━━━ Textausschnitt ━━━
Thomas Mullen, Dark Town

Thomas Mullen, Dark Town, 2016, dt. 2018 (aus dem Englischen von Berni Mayer), 479 Seiten (Lizenzausgabe der Büchergilde Gutenberg).

Thomas Mullen, Darktown | Foto: nw2020

Thomas Mullen, Darktown | Foto: nw2020

Hintergrund

Der Zweite Weltkrieg ist vorüber, während dem circa 100.000 Schwarze in den US-Streitkräften gekämpft hatten – gegen eine menschenverachtende Rassenideologie. Wieder zurück in den Staaten, erleben sie die fortdauernde Rassentrennung als besonders grotesk und bedrückend.

»Wie hältst du es hier aus, Lucius?«, fragte Percy, als hätte er seine Gedanken gelesen. »Die Blicke auf den Straßen. Den ganzen Wahnsinn. Die sind doch alle verrückt hier. Wir haben die Faschisten in Europa besiegt, aber hier sind sie noch an der Macht.« (S. 283)

In Atlanta – der Hauptstadt von Georgia, die sowohl im Bürgerkrieg als auch für die Bürgerrechtsbewegung wichtig war – werden im Jahr 1948 erstmals acht schwarze Polizisten eingestellt. Diese haben nur eingeschränkte Zuständigkeiten und Handlungsbefugnisse, aber es ist ein Anfang. So denken auch Lucius Boggs und Tommy Smith, die zu diesen acht Polizisten gehören und gemeinsam auf Streife gehen.
━━━
▸ Gestellte Aufgabe
Zitiere den Textausschnitt über „Dark Town“ vollständig und ohne jede Abweichung.
━━━ Aufgelistete Zeilen ━━━
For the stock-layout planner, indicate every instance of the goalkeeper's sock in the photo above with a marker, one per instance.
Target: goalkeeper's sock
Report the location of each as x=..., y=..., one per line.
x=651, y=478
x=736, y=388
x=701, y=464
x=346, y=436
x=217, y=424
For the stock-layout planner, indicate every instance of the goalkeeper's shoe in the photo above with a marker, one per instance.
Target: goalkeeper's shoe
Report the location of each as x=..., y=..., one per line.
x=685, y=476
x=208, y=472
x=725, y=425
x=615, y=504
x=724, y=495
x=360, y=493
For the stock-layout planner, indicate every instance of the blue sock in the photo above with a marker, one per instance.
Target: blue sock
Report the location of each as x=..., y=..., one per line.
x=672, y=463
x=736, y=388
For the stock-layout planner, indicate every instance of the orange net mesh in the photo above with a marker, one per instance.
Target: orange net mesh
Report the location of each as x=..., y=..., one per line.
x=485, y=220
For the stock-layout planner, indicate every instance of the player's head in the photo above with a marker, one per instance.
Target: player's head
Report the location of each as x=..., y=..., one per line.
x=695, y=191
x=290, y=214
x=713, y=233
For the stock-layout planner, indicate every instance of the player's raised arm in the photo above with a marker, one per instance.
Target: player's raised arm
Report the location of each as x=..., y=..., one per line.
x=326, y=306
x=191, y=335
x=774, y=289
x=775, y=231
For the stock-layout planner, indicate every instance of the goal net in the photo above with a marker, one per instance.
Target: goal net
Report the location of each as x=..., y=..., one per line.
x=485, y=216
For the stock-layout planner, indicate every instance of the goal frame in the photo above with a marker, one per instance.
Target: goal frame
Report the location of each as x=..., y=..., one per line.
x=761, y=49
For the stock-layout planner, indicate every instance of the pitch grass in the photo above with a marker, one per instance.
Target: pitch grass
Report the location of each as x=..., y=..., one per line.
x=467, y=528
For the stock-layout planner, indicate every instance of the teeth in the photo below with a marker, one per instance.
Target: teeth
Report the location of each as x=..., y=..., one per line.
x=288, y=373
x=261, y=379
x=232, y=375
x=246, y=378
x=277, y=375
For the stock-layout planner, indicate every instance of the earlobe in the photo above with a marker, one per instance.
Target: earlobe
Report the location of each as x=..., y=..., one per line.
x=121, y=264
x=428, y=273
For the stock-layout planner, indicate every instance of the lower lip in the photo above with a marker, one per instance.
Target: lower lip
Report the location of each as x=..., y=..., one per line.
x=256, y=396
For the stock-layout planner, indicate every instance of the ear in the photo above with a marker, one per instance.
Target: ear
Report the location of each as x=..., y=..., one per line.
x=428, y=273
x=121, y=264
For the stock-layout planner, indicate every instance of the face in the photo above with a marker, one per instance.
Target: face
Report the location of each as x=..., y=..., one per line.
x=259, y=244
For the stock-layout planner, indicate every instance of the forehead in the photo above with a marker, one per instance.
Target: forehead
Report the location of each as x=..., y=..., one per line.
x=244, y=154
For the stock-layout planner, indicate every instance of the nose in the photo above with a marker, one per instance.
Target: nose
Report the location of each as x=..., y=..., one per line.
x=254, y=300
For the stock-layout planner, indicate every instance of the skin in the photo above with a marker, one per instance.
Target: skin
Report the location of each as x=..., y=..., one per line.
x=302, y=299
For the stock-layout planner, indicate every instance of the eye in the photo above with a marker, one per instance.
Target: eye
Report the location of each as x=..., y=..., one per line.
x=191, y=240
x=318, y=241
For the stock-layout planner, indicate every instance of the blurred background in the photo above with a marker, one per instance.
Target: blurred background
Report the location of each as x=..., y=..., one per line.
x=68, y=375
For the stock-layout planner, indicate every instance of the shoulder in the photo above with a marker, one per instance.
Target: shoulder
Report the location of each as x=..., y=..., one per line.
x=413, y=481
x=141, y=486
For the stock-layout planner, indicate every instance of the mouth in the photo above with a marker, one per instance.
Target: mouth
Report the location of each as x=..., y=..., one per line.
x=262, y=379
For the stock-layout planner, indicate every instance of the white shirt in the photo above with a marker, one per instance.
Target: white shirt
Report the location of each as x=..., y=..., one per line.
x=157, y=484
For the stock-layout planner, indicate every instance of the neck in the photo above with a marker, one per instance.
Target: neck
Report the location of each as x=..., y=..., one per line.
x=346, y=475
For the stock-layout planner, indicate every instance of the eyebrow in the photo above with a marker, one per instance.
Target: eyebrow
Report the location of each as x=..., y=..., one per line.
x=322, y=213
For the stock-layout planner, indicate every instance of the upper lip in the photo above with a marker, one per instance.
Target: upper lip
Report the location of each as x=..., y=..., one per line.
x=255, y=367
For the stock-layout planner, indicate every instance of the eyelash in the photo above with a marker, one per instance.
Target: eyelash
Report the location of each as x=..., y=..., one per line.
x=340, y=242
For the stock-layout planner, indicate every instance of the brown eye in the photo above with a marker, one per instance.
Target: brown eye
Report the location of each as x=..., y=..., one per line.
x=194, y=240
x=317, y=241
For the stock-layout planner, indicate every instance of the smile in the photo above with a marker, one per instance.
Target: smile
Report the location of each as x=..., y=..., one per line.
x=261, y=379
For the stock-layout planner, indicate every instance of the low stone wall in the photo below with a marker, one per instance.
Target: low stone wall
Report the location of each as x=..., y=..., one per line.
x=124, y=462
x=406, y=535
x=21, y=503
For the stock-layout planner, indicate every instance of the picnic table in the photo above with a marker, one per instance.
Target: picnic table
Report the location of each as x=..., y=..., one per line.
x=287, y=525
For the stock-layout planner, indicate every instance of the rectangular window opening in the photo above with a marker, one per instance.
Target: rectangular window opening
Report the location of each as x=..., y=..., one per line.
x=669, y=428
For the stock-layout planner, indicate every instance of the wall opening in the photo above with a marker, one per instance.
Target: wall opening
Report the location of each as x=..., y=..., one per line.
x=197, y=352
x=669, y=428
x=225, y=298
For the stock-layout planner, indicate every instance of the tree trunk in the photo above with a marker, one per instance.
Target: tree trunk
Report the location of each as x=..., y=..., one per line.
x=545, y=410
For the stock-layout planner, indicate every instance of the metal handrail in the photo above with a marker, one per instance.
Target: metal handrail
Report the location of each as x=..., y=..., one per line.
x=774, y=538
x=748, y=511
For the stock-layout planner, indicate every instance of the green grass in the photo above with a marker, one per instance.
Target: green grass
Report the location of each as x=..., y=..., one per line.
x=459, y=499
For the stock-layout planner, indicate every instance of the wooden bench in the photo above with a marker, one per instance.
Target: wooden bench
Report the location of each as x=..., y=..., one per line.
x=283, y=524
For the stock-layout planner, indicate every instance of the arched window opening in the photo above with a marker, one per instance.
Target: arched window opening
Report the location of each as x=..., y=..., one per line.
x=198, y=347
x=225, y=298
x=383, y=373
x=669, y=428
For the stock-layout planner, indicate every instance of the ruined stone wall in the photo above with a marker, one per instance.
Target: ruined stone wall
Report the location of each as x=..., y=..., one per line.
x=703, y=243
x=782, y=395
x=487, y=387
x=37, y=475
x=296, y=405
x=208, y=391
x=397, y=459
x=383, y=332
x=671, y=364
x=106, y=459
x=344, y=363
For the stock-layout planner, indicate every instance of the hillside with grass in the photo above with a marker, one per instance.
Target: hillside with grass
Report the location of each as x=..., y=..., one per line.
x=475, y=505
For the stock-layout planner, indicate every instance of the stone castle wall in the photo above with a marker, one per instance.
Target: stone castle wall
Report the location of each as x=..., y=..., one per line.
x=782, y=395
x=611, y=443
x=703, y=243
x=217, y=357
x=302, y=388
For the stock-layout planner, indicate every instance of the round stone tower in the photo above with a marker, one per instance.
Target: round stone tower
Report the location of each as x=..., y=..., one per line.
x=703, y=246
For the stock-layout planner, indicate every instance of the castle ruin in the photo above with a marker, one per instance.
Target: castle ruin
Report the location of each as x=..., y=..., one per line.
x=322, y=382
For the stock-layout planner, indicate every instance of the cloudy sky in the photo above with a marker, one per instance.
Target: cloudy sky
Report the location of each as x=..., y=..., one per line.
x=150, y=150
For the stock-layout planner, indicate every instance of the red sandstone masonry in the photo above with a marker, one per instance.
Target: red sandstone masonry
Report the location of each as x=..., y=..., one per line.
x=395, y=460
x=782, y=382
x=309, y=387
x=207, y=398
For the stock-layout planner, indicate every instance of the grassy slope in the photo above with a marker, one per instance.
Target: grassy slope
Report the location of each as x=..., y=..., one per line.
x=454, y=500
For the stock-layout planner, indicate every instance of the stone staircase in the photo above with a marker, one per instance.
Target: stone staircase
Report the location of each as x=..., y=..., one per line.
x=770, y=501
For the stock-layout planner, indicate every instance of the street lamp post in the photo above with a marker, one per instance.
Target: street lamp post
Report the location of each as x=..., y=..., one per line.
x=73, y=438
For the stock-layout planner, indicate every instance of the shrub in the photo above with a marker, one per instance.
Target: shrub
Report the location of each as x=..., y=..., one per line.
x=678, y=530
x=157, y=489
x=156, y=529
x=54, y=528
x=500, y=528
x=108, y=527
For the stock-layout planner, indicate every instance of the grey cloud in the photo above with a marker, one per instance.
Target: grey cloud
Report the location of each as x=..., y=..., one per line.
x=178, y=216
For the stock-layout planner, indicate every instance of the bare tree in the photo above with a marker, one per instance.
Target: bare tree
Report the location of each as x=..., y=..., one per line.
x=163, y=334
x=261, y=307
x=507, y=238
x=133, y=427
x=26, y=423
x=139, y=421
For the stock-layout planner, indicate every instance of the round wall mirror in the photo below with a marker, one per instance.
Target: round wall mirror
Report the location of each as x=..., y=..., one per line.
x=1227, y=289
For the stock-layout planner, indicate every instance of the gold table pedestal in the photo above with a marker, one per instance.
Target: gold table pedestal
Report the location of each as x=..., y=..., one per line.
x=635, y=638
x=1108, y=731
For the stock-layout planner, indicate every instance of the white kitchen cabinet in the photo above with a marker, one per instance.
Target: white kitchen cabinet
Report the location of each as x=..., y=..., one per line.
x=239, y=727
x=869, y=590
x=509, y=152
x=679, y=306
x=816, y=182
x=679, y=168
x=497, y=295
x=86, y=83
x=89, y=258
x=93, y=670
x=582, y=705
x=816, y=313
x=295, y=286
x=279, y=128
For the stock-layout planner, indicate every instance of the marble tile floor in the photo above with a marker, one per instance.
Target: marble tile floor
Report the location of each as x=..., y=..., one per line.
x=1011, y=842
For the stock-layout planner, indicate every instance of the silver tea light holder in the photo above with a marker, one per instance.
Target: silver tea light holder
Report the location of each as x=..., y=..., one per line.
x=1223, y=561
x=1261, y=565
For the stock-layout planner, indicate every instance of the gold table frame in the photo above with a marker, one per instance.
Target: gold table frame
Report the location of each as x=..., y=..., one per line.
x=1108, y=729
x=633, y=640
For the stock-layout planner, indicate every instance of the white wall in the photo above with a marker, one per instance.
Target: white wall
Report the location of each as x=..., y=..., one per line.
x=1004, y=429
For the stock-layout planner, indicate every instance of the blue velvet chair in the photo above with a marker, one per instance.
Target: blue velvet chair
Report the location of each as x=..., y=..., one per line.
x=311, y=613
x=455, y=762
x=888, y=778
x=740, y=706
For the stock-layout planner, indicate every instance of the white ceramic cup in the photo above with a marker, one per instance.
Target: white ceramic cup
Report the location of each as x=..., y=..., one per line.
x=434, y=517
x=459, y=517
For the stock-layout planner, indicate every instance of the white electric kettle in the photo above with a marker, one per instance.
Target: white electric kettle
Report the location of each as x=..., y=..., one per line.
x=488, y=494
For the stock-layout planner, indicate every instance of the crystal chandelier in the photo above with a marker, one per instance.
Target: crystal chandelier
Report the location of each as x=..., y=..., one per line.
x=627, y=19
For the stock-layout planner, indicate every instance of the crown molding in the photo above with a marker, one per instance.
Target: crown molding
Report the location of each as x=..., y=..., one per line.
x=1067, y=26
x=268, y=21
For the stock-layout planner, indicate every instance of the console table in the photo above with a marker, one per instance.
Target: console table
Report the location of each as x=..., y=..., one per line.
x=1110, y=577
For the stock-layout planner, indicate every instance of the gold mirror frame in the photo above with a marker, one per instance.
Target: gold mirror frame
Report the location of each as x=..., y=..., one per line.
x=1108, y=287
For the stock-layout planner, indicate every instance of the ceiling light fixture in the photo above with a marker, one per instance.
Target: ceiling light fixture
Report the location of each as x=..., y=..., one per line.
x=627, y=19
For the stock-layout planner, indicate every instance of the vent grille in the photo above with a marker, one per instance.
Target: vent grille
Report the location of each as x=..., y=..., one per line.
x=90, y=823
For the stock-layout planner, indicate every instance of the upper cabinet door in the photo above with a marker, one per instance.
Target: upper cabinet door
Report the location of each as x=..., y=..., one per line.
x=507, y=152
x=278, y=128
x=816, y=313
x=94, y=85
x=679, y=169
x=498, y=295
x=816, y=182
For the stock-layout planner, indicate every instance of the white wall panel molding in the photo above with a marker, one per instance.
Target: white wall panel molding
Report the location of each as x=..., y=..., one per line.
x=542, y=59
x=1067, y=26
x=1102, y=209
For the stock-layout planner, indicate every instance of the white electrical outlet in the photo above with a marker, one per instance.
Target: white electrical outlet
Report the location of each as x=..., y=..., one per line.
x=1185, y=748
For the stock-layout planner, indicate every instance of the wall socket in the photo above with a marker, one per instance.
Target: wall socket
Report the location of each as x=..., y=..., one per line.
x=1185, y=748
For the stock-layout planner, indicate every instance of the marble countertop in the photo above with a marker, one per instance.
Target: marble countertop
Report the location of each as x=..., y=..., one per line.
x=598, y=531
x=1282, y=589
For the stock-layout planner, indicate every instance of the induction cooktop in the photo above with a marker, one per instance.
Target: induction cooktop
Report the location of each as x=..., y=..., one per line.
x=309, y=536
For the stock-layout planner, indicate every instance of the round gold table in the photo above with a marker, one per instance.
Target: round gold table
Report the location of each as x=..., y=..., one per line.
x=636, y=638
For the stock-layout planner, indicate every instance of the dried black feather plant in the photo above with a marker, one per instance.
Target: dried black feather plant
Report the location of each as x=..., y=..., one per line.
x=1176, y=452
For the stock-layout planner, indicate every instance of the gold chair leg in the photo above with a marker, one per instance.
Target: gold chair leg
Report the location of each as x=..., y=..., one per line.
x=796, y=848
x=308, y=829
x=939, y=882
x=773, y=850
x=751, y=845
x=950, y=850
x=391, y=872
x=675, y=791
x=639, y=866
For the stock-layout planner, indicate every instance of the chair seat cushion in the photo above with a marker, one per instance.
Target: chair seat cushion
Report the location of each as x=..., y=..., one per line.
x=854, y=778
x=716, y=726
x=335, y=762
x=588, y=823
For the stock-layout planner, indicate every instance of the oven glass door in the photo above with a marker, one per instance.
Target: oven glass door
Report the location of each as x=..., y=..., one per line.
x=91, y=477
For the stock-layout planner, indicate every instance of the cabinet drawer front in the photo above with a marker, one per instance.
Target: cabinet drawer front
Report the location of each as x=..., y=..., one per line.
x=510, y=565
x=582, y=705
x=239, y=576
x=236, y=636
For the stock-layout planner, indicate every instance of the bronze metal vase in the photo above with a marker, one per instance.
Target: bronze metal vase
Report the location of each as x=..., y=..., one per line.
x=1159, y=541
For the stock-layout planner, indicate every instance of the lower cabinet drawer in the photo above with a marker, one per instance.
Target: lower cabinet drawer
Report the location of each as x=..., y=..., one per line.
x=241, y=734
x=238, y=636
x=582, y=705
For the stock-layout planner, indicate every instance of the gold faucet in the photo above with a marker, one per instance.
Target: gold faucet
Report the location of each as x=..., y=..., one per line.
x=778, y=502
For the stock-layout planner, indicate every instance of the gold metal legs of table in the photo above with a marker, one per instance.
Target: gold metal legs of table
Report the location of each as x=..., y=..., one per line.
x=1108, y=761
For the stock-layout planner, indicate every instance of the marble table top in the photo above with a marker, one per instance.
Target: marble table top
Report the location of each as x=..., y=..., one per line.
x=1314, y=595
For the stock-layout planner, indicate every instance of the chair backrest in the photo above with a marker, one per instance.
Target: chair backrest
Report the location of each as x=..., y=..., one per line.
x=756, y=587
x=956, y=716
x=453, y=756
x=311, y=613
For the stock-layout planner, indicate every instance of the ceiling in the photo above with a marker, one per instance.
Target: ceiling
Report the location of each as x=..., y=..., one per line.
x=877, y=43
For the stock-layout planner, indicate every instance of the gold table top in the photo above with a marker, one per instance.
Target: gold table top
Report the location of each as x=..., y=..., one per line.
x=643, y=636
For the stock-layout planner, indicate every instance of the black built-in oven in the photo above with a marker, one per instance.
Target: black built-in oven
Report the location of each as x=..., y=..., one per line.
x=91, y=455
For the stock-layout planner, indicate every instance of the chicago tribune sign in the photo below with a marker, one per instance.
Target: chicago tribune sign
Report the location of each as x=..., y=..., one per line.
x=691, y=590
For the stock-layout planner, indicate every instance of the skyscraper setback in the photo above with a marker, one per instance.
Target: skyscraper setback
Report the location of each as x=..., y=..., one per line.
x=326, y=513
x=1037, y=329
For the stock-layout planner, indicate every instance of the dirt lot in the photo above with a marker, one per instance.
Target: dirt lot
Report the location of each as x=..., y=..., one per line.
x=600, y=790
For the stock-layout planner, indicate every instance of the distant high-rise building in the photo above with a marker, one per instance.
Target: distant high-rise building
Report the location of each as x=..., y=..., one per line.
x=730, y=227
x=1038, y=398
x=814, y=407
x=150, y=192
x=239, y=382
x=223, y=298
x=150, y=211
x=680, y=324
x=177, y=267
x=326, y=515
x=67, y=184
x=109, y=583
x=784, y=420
━━━
▸ Gelöste Aufgabe
Thomas Mullen, Dark Town

Thomas Mullen, Dark Town, 2016, dt. 2018 (aus dem Englischen von Berni Mayer), 479 Seiten (Lizenzausgabe der Büchergilde Gutenberg).

Thomas Mullen, Darktown | Foto: nw2020

Thomas Mullen, Darktown | Foto: nw2020

Hintergrund

Der Zweite Weltkrieg ist vorüber, während dem circa 100.000 Schwarze in den US-Streitkräften gekämpft hatten – gegen eine menschenverachtende Rassenideologie. Wieder zurück in den Staaten, erleben sie die fortdauernde Rassentrennung als besonders grotesk und bedrückend.

»Wie hältst du es hier aus, Lucius?«, fragte Percy, als hätte er seine Gedanken gelesen. »Die Blicke auf den Straßen. Den ganzen Wahnsinn. Die sind doch alle verrückt hier. Wir haben die Faschisten in Europa besiegt, aber hier sind sie noch an der Macht.« (S. 283)

In Atlanta – der Hauptstadt von Georgia, die sowohl im Bürgerkrieg als auch für die Bürgerrechtsbewegung wichtig war – werden im Jahr 1948 erstmals acht schwarze Polizisten eingestellt. Diese haben nur eingeschränkte Zuständigkeiten und Handlungsbefugnisse, aber es ist ein Anfang. So denken auch Lucius Boggs und Tommy Smith, die zu diesen acht Polizisten gehören und gemeinsam auf Streife gehen.